* Begin SOURCE RECORDS *
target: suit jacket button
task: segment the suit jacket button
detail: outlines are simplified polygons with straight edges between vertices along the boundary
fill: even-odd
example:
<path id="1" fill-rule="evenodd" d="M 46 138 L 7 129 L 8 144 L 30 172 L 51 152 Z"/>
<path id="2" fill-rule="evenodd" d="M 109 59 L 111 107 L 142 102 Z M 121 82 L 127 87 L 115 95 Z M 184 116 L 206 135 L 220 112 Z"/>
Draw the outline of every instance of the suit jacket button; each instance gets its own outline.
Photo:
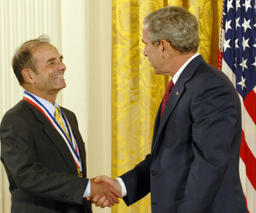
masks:
<path id="1" fill-rule="evenodd" d="M 152 176 L 154 176 L 156 175 L 156 173 L 157 173 L 156 172 L 155 172 L 154 171 L 153 171 L 153 172 L 152 172 L 151 173 L 151 175 Z"/>

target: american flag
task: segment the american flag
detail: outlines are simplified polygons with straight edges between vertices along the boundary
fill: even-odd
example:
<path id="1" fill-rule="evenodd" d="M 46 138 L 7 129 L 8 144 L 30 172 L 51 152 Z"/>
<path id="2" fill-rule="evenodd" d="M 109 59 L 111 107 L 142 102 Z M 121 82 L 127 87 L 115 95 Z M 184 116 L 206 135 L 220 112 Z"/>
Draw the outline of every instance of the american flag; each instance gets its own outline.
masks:
<path id="1" fill-rule="evenodd" d="M 256 213 L 256 14 L 255 0 L 224 0 L 218 68 L 242 106 L 239 172 L 248 212 Z"/>

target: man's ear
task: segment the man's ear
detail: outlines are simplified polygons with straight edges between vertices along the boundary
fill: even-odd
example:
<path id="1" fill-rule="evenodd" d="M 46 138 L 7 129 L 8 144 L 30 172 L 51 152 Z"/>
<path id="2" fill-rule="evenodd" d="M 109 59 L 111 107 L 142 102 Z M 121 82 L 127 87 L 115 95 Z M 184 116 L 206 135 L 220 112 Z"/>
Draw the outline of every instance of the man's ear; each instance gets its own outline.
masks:
<path id="1" fill-rule="evenodd" d="M 35 83 L 35 74 L 31 69 L 24 69 L 21 71 L 21 74 L 23 76 L 25 83 L 32 84 Z"/>
<path id="2" fill-rule="evenodd" d="M 166 58 L 167 55 L 170 44 L 169 42 L 166 40 L 163 40 L 160 41 L 160 47 L 162 49 L 163 58 Z"/>

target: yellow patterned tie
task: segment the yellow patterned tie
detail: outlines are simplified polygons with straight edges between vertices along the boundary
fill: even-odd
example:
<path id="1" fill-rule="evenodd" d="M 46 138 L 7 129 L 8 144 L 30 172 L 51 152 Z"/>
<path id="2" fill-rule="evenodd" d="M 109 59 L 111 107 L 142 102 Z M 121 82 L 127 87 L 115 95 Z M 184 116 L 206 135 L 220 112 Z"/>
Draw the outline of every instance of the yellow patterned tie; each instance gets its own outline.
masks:
<path id="1" fill-rule="evenodd" d="M 63 122 L 62 122 L 62 119 L 61 119 L 61 115 L 60 115 L 60 112 L 59 112 L 58 109 L 58 107 L 56 107 L 56 106 L 55 106 L 55 120 L 56 120 L 56 121 L 58 122 L 58 123 L 59 124 L 59 125 L 61 126 L 61 129 L 62 129 L 62 130 L 63 130 L 63 131 L 64 131 L 64 132 L 65 132 L 65 133 L 66 134 L 66 135 L 68 138 L 68 139 L 69 139 L 70 141 L 71 142 L 71 141 L 70 140 L 70 136 L 67 133 L 67 131 L 66 131 L 66 130 L 65 129 L 65 127 L 64 127 L 64 124 L 63 124 Z"/>
<path id="2" fill-rule="evenodd" d="M 68 139 L 69 139 L 70 141 L 70 142 L 72 143 L 71 140 L 70 140 L 70 136 L 67 133 L 67 131 L 66 131 L 66 130 L 65 129 L 65 127 L 64 127 L 64 124 L 63 124 L 63 122 L 62 122 L 62 119 L 61 119 L 61 115 L 60 115 L 60 112 L 59 111 L 58 109 L 58 107 L 56 107 L 56 106 L 55 106 L 55 120 L 56 120 L 56 121 L 59 124 L 60 127 L 61 127 L 61 129 L 62 129 L 62 130 L 63 130 L 63 131 L 65 132 L 65 133 L 66 134 L 66 135 L 67 135 L 67 136 L 68 138 Z M 83 176 L 83 173 L 82 173 L 82 172 L 81 171 L 81 170 L 80 170 L 80 168 L 79 167 L 77 167 L 77 172 L 78 173 L 78 176 L 79 177 L 82 177 Z"/>

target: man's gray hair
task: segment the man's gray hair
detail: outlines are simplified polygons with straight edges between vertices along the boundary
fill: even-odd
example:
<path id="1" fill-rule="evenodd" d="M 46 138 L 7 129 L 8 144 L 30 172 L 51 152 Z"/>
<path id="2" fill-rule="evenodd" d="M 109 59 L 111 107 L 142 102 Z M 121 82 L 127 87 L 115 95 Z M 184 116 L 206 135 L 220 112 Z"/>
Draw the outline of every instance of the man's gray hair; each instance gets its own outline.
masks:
* End SOURCE RECORDS *
## WRITTEN EXERCISE:
Transcribe all the data word for word; the images stay out.

## EXERCISE SOLUTION:
target: suit jacket button
task: segment the suit jacket button
detail: outlines are simplified polygons with straight edges between vertices along the boundary
fill: even-odd
example:
<path id="1" fill-rule="evenodd" d="M 46 138 L 7 129 L 8 144 L 30 172 L 51 152 Z"/>
<path id="2" fill-rule="evenodd" d="M 109 59 L 111 107 L 142 102 Z M 121 82 L 127 87 L 115 95 Z M 184 116 L 206 135 L 220 112 Z"/>
Draw the outline of every instance of the suit jacket button; each instance gets its own outline.
Photo:
masks:
<path id="1" fill-rule="evenodd" d="M 152 176 L 154 176 L 156 175 L 156 173 L 157 173 L 156 172 L 155 172 L 154 171 L 153 171 L 153 172 L 152 172 L 151 173 L 151 175 Z"/>

target: american flag
task: segment the american flag
detail: outlines are simplified polygons with straight edges between vertices along the boundary
fill: even-odd
example:
<path id="1" fill-rule="evenodd" d="M 46 138 L 7 129 L 8 144 L 30 172 L 51 152 Z"/>
<path id="2" fill-rule="evenodd" d="M 109 59 L 111 107 L 142 102 Z M 121 82 L 127 87 L 115 95 Z M 184 116 L 206 135 L 220 112 Z"/>
Draw the outline of every instance of the american flag; each instance gets its own outline.
masks:
<path id="1" fill-rule="evenodd" d="M 256 213 L 256 14 L 255 0 L 224 0 L 218 68 L 242 106 L 239 172 L 248 212 Z"/>

target: man's ear
task: segment the man's ear
detail: outlines are simplified polygons with straight edges between vertices along the boundary
fill: even-odd
example:
<path id="1" fill-rule="evenodd" d="M 46 138 L 7 129 L 8 144 L 30 172 L 51 152 Z"/>
<path id="2" fill-rule="evenodd" d="M 109 59 L 111 107 L 142 102 Z M 121 82 L 127 87 L 115 95 Z M 184 116 L 206 135 L 220 112 Z"/>
Draw the outline of every instance of the man's ear; each instance gets its own outline.
masks:
<path id="1" fill-rule="evenodd" d="M 35 83 L 35 74 L 31 69 L 24 69 L 21 71 L 21 74 L 23 76 L 25 83 L 32 84 Z"/>
<path id="2" fill-rule="evenodd" d="M 166 58 L 167 55 L 170 44 L 169 42 L 166 40 L 163 40 L 160 41 L 160 47 L 162 49 L 163 58 Z"/>

target: yellow patterned tie
task: segment the yellow patterned tie
detail: outlines are simplified polygons with straight edges between vertices along the boundary
fill: even-odd
example:
<path id="1" fill-rule="evenodd" d="M 46 138 L 7 129 L 8 144 L 30 172 L 51 152 Z"/>
<path id="2" fill-rule="evenodd" d="M 109 59 L 111 107 L 142 102 Z M 121 82 L 127 87 L 115 95 Z M 184 116 L 206 135 L 220 112 Z"/>
Draw the outline of every instance of the yellow patterned tie; each instance gets its own outline.
masks:
<path id="1" fill-rule="evenodd" d="M 63 122 L 62 122 L 62 119 L 61 119 L 61 115 L 60 115 L 60 112 L 59 112 L 58 109 L 58 107 L 56 107 L 56 106 L 55 106 L 55 120 L 56 120 L 56 121 L 58 122 L 58 123 L 59 124 L 59 125 L 61 126 L 61 129 L 62 129 L 62 130 L 63 130 L 63 131 L 64 131 L 64 132 L 65 132 L 65 133 L 66 134 L 66 135 L 68 138 L 68 139 L 69 139 L 70 141 L 71 142 L 71 141 L 70 140 L 70 136 L 67 133 L 67 131 L 66 131 L 66 130 L 65 129 L 65 127 L 64 127 L 64 124 L 63 124 Z"/>
<path id="2" fill-rule="evenodd" d="M 68 139 L 69 139 L 70 141 L 70 142 L 72 143 L 71 140 L 70 140 L 70 136 L 67 133 L 67 131 L 66 131 L 66 130 L 65 129 L 65 127 L 64 127 L 64 124 L 63 124 L 63 122 L 62 122 L 62 119 L 61 119 L 61 115 L 60 115 L 60 112 L 59 111 L 58 109 L 58 107 L 56 107 L 56 106 L 55 106 L 55 120 L 56 120 L 56 121 L 59 124 L 60 127 L 61 127 L 61 129 L 62 129 L 62 130 L 63 130 L 63 131 L 65 132 L 65 133 L 66 134 L 66 135 L 67 135 L 67 136 L 68 138 Z M 83 176 L 83 173 L 82 173 L 82 172 L 81 171 L 81 170 L 80 170 L 80 168 L 79 167 L 77 167 L 77 172 L 78 173 L 78 176 L 79 177 L 82 177 Z"/>

target: man's gray hair
task: segment the man's gray hair
detail: outlines are simplified polygons with straight edges between vertices along the boundary
fill: even-odd
example:
<path id="1" fill-rule="evenodd" d="M 46 138 L 7 129 L 8 144 L 30 172 L 51 152 Z"/>
<path id="2" fill-rule="evenodd" d="M 109 59 L 111 107 L 142 102 Z M 121 82 L 127 87 L 115 95 Z M 184 116 L 206 135 L 220 112 Z"/>
Draw the outline of every instance of the man's gray hair; each instance gets its own outline.
masks:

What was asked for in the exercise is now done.